__What is asked__: Pick out every line in the records below that contains the string "microphone" and copy each of those lines.

═════ Records shown ═════

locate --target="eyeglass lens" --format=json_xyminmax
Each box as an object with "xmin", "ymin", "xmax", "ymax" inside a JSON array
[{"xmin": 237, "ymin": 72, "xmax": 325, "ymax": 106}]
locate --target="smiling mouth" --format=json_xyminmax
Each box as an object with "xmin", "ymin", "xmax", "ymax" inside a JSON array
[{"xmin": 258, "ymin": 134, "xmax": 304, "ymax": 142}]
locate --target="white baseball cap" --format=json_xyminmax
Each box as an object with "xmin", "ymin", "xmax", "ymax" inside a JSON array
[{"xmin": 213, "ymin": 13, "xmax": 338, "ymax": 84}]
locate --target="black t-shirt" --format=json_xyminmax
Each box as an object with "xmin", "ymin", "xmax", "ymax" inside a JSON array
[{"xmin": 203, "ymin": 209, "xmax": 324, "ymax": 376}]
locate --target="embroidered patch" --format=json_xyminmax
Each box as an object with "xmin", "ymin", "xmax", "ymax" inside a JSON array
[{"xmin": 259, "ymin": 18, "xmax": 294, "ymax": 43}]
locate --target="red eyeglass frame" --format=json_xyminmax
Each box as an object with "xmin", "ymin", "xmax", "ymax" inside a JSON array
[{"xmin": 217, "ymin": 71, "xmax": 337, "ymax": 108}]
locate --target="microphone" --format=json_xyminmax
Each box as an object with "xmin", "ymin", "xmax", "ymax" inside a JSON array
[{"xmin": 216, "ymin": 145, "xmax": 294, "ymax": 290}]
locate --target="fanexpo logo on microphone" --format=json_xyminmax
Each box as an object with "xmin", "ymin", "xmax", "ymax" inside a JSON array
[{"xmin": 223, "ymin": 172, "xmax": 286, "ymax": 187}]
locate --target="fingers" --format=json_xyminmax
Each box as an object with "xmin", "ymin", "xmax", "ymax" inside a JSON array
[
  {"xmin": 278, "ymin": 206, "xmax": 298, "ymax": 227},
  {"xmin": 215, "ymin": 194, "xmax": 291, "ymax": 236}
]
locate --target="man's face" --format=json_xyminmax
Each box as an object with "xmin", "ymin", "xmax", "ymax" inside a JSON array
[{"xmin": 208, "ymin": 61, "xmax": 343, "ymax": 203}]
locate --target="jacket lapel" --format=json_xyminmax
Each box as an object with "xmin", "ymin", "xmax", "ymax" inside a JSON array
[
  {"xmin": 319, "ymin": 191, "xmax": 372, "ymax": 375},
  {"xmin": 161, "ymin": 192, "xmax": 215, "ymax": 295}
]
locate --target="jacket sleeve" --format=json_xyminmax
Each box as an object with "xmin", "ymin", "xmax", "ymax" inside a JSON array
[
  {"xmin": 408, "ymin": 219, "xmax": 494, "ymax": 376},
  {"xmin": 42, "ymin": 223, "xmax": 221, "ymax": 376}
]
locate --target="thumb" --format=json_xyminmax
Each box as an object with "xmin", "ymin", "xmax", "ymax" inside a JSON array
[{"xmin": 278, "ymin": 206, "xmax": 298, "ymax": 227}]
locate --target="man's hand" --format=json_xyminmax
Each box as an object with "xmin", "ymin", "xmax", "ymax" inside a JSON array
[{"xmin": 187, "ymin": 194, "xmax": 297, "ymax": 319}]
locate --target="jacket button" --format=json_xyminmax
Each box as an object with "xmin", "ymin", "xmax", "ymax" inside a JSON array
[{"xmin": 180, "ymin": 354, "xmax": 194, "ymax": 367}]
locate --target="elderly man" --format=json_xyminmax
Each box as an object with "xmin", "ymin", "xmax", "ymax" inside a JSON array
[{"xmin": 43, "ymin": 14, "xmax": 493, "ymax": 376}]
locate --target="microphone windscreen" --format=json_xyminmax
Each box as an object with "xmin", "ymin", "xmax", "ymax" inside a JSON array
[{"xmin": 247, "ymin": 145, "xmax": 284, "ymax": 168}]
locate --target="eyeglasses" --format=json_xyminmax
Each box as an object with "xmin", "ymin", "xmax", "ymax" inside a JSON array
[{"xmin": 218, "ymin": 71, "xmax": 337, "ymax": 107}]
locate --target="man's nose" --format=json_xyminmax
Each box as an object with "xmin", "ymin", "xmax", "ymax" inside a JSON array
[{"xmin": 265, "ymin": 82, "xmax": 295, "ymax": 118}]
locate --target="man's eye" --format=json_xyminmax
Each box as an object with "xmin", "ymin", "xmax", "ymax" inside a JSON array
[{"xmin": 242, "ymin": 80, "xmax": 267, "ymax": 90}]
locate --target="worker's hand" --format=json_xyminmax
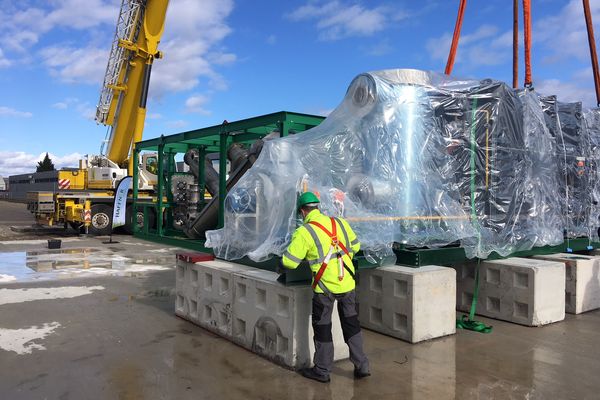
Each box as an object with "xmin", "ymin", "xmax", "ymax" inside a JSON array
[{"xmin": 275, "ymin": 260, "xmax": 287, "ymax": 275}]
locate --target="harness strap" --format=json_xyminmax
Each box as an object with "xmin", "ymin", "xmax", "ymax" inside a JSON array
[{"xmin": 309, "ymin": 218, "xmax": 355, "ymax": 291}]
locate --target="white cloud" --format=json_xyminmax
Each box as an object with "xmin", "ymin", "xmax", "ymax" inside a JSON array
[
  {"xmin": 150, "ymin": 0, "xmax": 236, "ymax": 98},
  {"xmin": 532, "ymin": 0, "xmax": 600, "ymax": 62},
  {"xmin": 52, "ymin": 97, "xmax": 96, "ymax": 121},
  {"xmin": 0, "ymin": 49, "xmax": 12, "ymax": 68},
  {"xmin": 0, "ymin": 0, "xmax": 118, "ymax": 52},
  {"xmin": 0, "ymin": 106, "xmax": 33, "ymax": 118},
  {"xmin": 167, "ymin": 119, "xmax": 187, "ymax": 129},
  {"xmin": 287, "ymin": 0, "xmax": 394, "ymax": 40},
  {"xmin": 534, "ymin": 67, "xmax": 597, "ymax": 107},
  {"xmin": 40, "ymin": 46, "xmax": 108, "ymax": 85},
  {"xmin": 52, "ymin": 101, "xmax": 69, "ymax": 110},
  {"xmin": 185, "ymin": 94, "xmax": 210, "ymax": 115},
  {"xmin": 0, "ymin": 151, "xmax": 83, "ymax": 176},
  {"xmin": 146, "ymin": 113, "xmax": 162, "ymax": 119},
  {"xmin": 425, "ymin": 24, "xmax": 512, "ymax": 67},
  {"xmin": 535, "ymin": 79, "xmax": 596, "ymax": 107},
  {"xmin": 366, "ymin": 40, "xmax": 394, "ymax": 57}
]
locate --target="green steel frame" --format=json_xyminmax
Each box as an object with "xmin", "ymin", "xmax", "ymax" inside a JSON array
[
  {"xmin": 133, "ymin": 111, "xmax": 600, "ymax": 283},
  {"xmin": 394, "ymin": 238, "xmax": 600, "ymax": 268},
  {"xmin": 133, "ymin": 111, "xmax": 324, "ymax": 252}
]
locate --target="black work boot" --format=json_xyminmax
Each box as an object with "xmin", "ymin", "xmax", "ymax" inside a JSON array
[
  {"xmin": 299, "ymin": 368, "xmax": 330, "ymax": 383},
  {"xmin": 354, "ymin": 368, "xmax": 371, "ymax": 379}
]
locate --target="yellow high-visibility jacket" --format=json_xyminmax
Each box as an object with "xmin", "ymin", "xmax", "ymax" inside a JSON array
[{"xmin": 282, "ymin": 210, "xmax": 360, "ymax": 294}]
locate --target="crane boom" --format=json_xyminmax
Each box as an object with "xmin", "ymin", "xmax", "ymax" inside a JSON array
[{"xmin": 96, "ymin": 0, "xmax": 169, "ymax": 171}]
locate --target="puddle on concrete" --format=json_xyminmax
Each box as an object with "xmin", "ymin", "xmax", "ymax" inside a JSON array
[{"xmin": 0, "ymin": 248, "xmax": 174, "ymax": 284}]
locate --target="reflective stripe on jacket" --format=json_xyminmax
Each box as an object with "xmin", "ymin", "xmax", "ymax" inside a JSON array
[{"xmin": 282, "ymin": 210, "xmax": 360, "ymax": 294}]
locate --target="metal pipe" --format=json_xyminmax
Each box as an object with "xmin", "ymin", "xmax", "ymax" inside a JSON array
[
  {"xmin": 513, "ymin": 0, "xmax": 519, "ymax": 89},
  {"xmin": 583, "ymin": 0, "xmax": 600, "ymax": 107}
]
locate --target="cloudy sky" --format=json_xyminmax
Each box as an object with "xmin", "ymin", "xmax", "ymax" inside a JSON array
[{"xmin": 0, "ymin": 0, "xmax": 600, "ymax": 176}]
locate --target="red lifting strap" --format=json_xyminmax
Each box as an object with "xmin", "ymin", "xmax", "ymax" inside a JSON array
[
  {"xmin": 583, "ymin": 0, "xmax": 600, "ymax": 106},
  {"xmin": 444, "ymin": 0, "xmax": 467, "ymax": 75},
  {"xmin": 523, "ymin": 0, "xmax": 532, "ymax": 87},
  {"xmin": 309, "ymin": 218, "xmax": 350, "ymax": 290}
]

═════

__Written solution__:
locate --target="microphone" --format=json_xyminmax
locate --target="fanexpo logo on microphone" --format=json_xyminmax
locate --target="microphone windscreen" --format=json_xyminmax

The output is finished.